(Data excerpts)
____
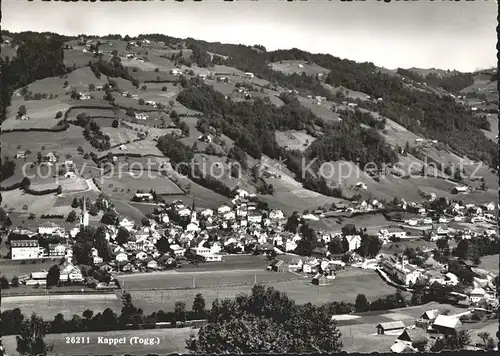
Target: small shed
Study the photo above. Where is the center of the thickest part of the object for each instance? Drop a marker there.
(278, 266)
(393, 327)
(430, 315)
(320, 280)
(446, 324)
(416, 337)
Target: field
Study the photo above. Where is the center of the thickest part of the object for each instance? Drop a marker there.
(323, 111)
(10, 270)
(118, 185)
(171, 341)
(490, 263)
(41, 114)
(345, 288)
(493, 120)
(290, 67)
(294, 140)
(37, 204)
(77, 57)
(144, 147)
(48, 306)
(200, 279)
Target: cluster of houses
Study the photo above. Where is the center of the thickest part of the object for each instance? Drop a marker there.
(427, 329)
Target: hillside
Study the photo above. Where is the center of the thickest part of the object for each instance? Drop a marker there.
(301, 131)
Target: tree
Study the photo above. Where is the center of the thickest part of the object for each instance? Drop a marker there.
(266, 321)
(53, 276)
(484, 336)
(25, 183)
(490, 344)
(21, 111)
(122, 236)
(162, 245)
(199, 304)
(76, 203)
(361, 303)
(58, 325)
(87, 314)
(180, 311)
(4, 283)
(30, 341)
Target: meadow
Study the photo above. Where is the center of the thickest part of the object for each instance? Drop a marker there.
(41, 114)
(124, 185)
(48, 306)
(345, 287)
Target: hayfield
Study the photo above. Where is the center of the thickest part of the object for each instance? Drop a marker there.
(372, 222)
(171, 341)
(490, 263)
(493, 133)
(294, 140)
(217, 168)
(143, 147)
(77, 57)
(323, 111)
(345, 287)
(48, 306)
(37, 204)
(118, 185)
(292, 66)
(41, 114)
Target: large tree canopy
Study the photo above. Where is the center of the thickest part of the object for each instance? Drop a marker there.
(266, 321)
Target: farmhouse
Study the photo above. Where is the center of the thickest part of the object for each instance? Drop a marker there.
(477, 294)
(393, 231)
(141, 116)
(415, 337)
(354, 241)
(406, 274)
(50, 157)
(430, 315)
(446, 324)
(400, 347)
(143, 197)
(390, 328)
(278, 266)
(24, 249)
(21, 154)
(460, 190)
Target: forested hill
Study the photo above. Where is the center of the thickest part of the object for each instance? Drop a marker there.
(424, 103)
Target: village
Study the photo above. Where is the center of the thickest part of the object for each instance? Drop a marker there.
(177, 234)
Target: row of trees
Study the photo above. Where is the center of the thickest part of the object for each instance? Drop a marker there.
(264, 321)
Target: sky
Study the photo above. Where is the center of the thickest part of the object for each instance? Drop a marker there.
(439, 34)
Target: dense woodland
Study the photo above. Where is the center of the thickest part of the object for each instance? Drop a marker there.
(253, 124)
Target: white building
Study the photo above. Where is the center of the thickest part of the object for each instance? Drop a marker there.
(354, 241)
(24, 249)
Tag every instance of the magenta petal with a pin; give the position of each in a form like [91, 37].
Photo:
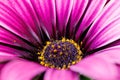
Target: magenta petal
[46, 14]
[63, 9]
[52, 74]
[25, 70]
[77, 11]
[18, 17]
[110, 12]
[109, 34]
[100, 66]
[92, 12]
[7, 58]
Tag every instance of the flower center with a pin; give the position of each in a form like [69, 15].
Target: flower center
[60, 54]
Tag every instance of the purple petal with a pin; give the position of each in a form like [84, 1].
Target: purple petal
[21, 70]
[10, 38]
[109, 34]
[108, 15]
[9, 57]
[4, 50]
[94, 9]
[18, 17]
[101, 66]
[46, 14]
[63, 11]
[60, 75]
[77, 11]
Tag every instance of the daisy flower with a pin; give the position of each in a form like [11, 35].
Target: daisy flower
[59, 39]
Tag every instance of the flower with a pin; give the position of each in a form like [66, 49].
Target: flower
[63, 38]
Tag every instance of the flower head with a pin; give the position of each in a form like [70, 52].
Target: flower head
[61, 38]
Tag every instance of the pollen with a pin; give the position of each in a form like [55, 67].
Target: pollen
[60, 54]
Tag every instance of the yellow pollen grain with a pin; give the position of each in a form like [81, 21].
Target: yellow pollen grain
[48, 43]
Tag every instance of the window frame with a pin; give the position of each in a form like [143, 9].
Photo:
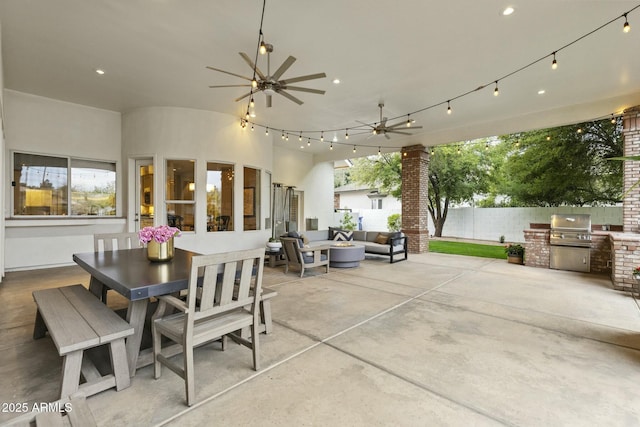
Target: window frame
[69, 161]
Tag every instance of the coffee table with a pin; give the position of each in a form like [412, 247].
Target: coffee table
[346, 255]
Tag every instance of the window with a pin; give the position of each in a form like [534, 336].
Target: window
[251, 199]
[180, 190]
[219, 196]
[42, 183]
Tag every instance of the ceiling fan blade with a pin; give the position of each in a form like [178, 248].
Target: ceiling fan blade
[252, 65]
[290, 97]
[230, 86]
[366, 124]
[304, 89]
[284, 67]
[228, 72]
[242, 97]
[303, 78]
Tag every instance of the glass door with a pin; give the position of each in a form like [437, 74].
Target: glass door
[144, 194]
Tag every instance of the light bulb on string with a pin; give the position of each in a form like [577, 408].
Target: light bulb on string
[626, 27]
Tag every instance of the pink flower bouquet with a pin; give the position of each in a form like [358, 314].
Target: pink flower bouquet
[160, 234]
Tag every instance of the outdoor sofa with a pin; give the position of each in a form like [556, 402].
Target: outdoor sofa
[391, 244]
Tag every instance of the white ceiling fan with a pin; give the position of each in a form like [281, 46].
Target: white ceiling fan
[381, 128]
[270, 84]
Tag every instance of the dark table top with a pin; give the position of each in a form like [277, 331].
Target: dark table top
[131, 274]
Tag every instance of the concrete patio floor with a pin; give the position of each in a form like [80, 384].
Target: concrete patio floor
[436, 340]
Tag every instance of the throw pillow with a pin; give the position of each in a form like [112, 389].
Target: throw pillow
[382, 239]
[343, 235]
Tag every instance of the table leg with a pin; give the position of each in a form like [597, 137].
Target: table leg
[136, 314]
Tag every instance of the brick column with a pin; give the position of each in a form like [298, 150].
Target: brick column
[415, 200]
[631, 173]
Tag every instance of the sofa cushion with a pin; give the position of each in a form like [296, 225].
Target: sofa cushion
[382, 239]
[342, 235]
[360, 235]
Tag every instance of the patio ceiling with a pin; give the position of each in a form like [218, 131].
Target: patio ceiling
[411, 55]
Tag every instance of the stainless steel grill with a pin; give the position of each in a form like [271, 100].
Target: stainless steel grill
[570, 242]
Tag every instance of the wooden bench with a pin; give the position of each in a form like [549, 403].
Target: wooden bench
____
Task:
The entries above are to be restated verbatim, with no pictures carried over.

Response area:
Target: small shed
Study the photo above. Where is the center of the thickest part of the object for each instance? Drop a marker there.
(278, 266)
(393, 327)
(430, 315)
(320, 280)
(446, 324)
(416, 337)
Target: field
Study the photo above. Where is the center of the thickest part of the object for each instance? Drop a marker there.
(323, 111)
(10, 270)
(118, 185)
(171, 341)
(490, 263)
(41, 114)
(345, 288)
(493, 120)
(290, 67)
(294, 140)
(37, 204)
(77, 57)
(144, 147)
(48, 306)
(200, 279)
Target: cluster of houses
Study the photo above. Where is the center of the thickest part of the object for each instance? Drop a marker there.
(427, 329)
Target: hillside
Study the photo above. Where is the center of the thickest part of the object for each instance? Drop a marker there.
(301, 131)
Target: tree
Study the photo above. Where is the center of the thickest part of the object for each instance? Drop a marker there.
(266, 321)
(53, 276)
(484, 336)
(25, 183)
(490, 344)
(21, 111)
(122, 236)
(162, 245)
(199, 304)
(76, 203)
(361, 303)
(58, 325)
(87, 314)
(180, 311)
(4, 283)
(30, 341)
Target: meadow
Study the photo above. Where is the center of the thickest part of the object for each instance? Drop a marker there.
(41, 114)
(124, 185)
(48, 306)
(345, 287)
Target: hayfield
Study the photo above. Where is the center of the thickest part of the object for each instance? Drop a marker there.
(372, 222)
(171, 341)
(490, 263)
(493, 133)
(294, 140)
(217, 168)
(143, 147)
(77, 57)
(323, 111)
(345, 287)
(48, 306)
(37, 204)
(118, 185)
(292, 66)
(41, 114)
Target: large tree canopy
Study the photo above. Where is the center of the thickest part of the object for each instance? Drop a marker there.
(266, 321)
Target: farmhouse
Study the photo above. Where is the center of the thickest part of the object for each instance? Drop a marker there.
(477, 294)
(393, 231)
(141, 116)
(415, 337)
(354, 241)
(406, 274)
(50, 157)
(430, 315)
(446, 324)
(400, 347)
(143, 197)
(390, 328)
(278, 266)
(24, 249)
(21, 154)
(460, 190)
Target: forested hill
Study the photo above. Where is the center of the thickest part of the object for each instance? Drop a marker there.
(424, 103)
Target: village
Study the photo above. Where is the center of the thickest part of the object for each instance? Drop a marker there.
(177, 234)
Target: row of trees
Study the photo above. Where is the center of the thickest part of the object for each instance? Drop a marker there.
(264, 321)
Target: sky
Study the photo above. Where is the center of the thickest part of the object for each instance? Drop a marker there.
(439, 34)
Target: dense woodland
Study the photo above. Where is the center of the thickest part of the object for each instance? Drop a marker there.
(253, 124)
Target: white building
Study the photo above. Where is the center of the thickest part of the object for each instance? Drop a marker there.
(354, 241)
(24, 249)
Tag every instance of the magenta petal with a pin; give the position of each in a form like [91, 37].
Photo:
Target: magenta petal
[46, 14]
[63, 9]
[52, 74]
[25, 70]
[77, 11]
[18, 17]
[110, 12]
[109, 34]
[100, 66]
[92, 12]
[7, 58]
Tag every instance of the flower center with a pin; give the position of each in a form like [69, 15].
Target: flower center
[60, 54]
Tag every instance of the purple petal with a pin; give the position of each in a form like [84, 1].
Target: purple petal
[21, 70]
[10, 38]
[109, 34]
[108, 15]
[9, 57]
[4, 50]
[94, 9]
[18, 17]
[101, 66]
[46, 14]
[63, 11]
[60, 75]
[77, 11]
Tag every instance of the daisy flower with a pin; give the position of each in a form like [11, 35].
Target: daisy flower
[59, 39]
Tag every instance of the flower with a pin; give the position of each in a form like [66, 49].
Target: flower
[63, 38]
Tag every instance of the flower head with a pin; give the position of each in a form like [70, 52].
Target: flower head
[61, 38]
Tag every instance of the pollen with a pin; give the position of each in a form like [55, 67].
Target: pollen
[60, 54]
Tag every instance of the yellow pollen grain with a pin; give the position of each in a form like [81, 21].
Target: yellow pollen grain
[48, 43]
Tag every instance of the window frame with a pin; give the position of each in a form like [143, 9].
Photo:
Target: window frame
[69, 161]
Tag every instance of the coffee table with a pin; give the position of each in a form like [412, 247].
Target: coffee table
[346, 255]
Tag every instance of the window with a pin; give the position of each in a form like [534, 336].
Target: window
[251, 199]
[180, 190]
[219, 196]
[42, 183]
Tag every instance of the ceiling fan blade with a pin; give the position of each in a form like [178, 248].
Target: ceiling fan blade
[252, 65]
[290, 97]
[230, 86]
[366, 124]
[304, 89]
[284, 67]
[228, 72]
[242, 97]
[303, 78]
Tag every instance of the glass door with a pin; give the position of each in a form like [437, 74].
Target: glass door
[144, 194]
Tag every instance of the light bulb on string with a pin; give the position of each in a form like [577, 408].
Target: light bulb on string
[626, 27]
Tag every instance of the pink flower bouquet with a pin; give the position of each in a form like [358, 314].
Target: pink flower bouquet
[160, 234]
Tag every instance of the outdoor sofa with a pin; give the position of each in a form like [556, 402].
Target: outdoor sofa
[391, 244]
Tag every instance of the white ceiling fan with a pin; give the position of each in a form like [281, 46].
Target: white ceiling fan
[381, 128]
[270, 84]
Tag every instance of the dark table top with a pin; give the position of each in a form like [277, 331].
Target: dark table top
[131, 274]
Tag every instance of the concrete patio floor with a pin; give the position of each in a form like [80, 384].
Target: concrete patio floor
[436, 340]
Tag every instance of the throw pillow with a pin; give the position of each in a form like [112, 389].
Target: throw pillow
[382, 239]
[343, 235]
Tag every instance of the table leg with a pin; give the position of each in a form like [597, 137].
Target: table leg
[136, 314]
Tag every instance of the brick column with a pin; give the position of each in a form like [298, 150].
Target: brick column
[415, 200]
[631, 173]
Tag every instance of the sofa cushion with a pin; give the position of each in a form like [296, 225].
Target: sofa cushion
[382, 239]
[342, 235]
[360, 235]
Tag every instance of the patio ceiling with a pin; give the position of each in a form like [218, 131].
Target: patio ceiling
[411, 55]
Tag every instance of the stainless steel grill with a pin; give the position of each in a form like [271, 100].
Target: stainless steel grill
[570, 242]
Tag every instance of the wooden bench with a pin; give the position of each in a form like [549, 403].
Target: wooden bench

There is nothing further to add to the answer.